Your goal - Copy out the lines below word for word, leaving out the pictures.

Provided material -
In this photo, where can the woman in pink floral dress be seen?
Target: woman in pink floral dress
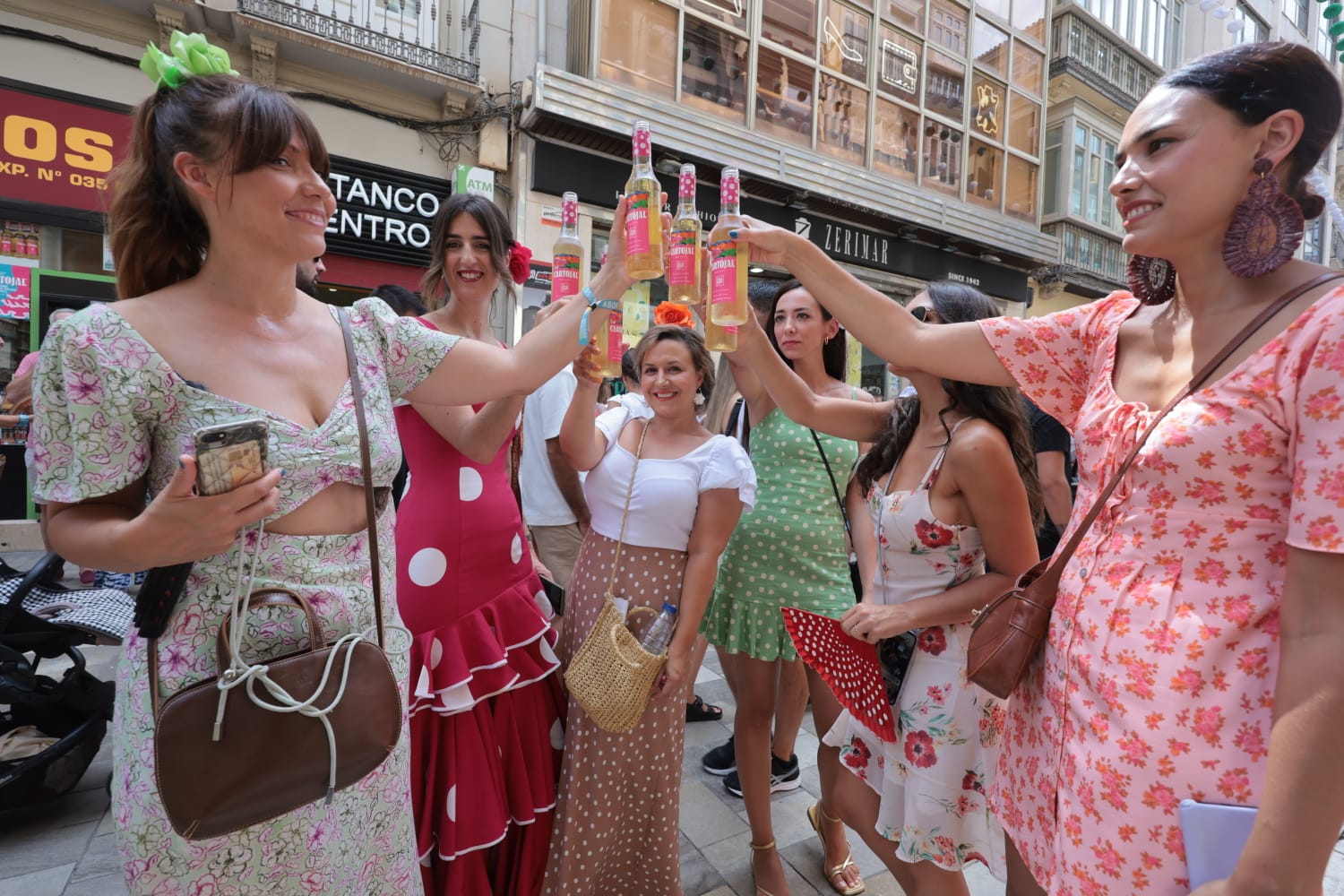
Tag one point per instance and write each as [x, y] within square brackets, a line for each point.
[1198, 645]
[222, 194]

Output below -
In this photo, where can the woman in pink floral dress be seen?
Target: woman in pink floral dress
Tag one point per instance and write each as [x, y] within square brackets, a line for each point.
[1198, 645]
[222, 194]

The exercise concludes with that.